-- Consigne a --
Selon l'extrait à lire, de qui M. de Musset parle-t-il dans un passage de son nouveau recueil avec un accent si sincère et si ému ?

-- Extrait à lire --
--------
Il est grand temps de donner à chacun son rang et sa place, de supprimer des hiérarchies imaginaires. Les anciens, nous le comprenons, éprouvent toujours une certaine répugnance à s’avouer que la distance qui les séparait des nouveaux-venus et des jeunes s’est peu à peu amoindrie ou effacée. Lorsqu’ils paraissent en convenir, leurs aveux et leurs éloges gardent un certain air magistral, une allure de supériorité, de condescendance à demi voilée, qui, même dans le panégyrique, renonce difficilement aux honneurs de l’avertissement et du conseil. Il est triste, lorsqu’on a donné autrefois le mot d’ordre et la consigne, d’être forcé de se dire que les disciples d’alors sont à leur tour devenus des maîtres. Les plus ingénieux, les plus résignés n’y consentent jamais sans quelque effort où se trahit l’humaine faiblesse.

Oui, l’on peut, l’on doit regretter que M. de Musset s’obstine dans sa nonchalance et sa grace, qu’au lieu de fantaisies et de caprices il n’ait pas dit sur ce qui se passe sous nos yeux son mot, ce mot décisif que lui seul pourrait dire, ce vers brûlant qui s’incrusterait si bien dans nos ridicules et nos folies. On doit regretter que ces spectacles désastreux ou grotesques n’aient pas échauffé sa bile, ne lui aient pas inspiré ces vigoureuses haines de l’homme aux rubans verts dont il parle, en un passage de son nouveau recueil, avec un accent si sincère et si ému. Cette corde nouvelle, cette veine inexplorée, eussent achevé de lui donner, non pas un sérieux qu’il a déjà, et que nous constaterions, s’il le fallait, malgré lui, mais une influence plus directe, plus efficace sur cette génération qui l’aime, et qui a tant de fois tressailli à ses adorables accens. Quant au talent en lui-même, à l’éclat et à la valeur poétique des œuvres, les restrictions ne sont plus permises ; elles ressembleraient trop, chez quelques-uns, aux secrètes représailles d’amours-propres mécontens, de grands hommes amoindris et remplacés.
--------
-- Données fournies --
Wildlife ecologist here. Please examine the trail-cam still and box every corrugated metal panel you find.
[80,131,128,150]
--------
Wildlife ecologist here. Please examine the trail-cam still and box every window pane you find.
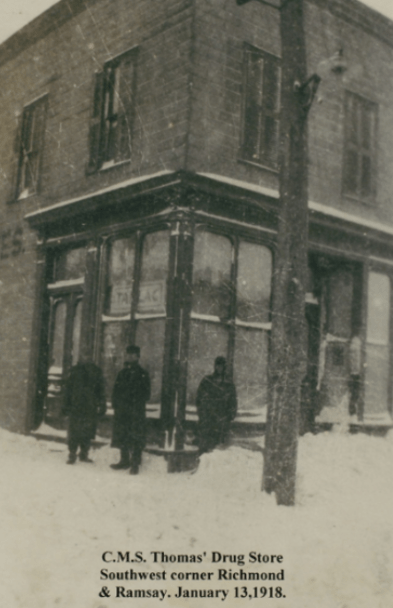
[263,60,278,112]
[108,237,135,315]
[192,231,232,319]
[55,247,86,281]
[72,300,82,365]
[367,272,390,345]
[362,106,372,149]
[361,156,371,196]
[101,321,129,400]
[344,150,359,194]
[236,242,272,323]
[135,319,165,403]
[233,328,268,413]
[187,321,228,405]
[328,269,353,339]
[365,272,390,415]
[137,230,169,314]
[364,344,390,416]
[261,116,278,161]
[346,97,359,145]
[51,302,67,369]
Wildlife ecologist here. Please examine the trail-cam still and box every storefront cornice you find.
--------
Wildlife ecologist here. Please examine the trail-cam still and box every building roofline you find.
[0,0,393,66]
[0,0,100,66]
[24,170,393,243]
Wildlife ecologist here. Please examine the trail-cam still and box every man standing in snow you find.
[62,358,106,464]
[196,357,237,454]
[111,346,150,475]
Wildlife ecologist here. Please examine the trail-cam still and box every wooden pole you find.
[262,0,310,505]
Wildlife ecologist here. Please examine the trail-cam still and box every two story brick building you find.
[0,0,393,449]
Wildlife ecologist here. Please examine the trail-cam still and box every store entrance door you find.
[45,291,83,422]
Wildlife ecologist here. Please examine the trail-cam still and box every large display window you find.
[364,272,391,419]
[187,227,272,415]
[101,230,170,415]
--------
-- Consigne b --
Reproduisez sans aucun changement les lignes des enregistrements, en commençant par la ligne qui contient « pane you find. » et en continuant jusqu'à la ligne qui contient « [346,97,359,145] », ces deux lignes comprises. Omettez les images dans votre réponse.

-- Sortie complète a --
De l'homme aux rubans verts.

-- Sortie complète b --
Wildlife ecologist here. Please examine the trail-cam still and box every window pane you find.
[263,60,278,112]
[108,237,135,315]
[192,231,232,319]
[55,247,86,281]
[72,300,82,365]
[367,272,390,345]
[362,106,372,149]
[361,156,371,196]
[101,321,129,400]
[344,150,359,194]
[236,242,272,323]
[135,319,165,403]
[233,328,268,413]
[187,321,228,405]
[328,269,353,339]
[365,272,390,415]
[137,230,169,314]
[364,344,390,416]
[261,116,278,161]
[346,97,359,145]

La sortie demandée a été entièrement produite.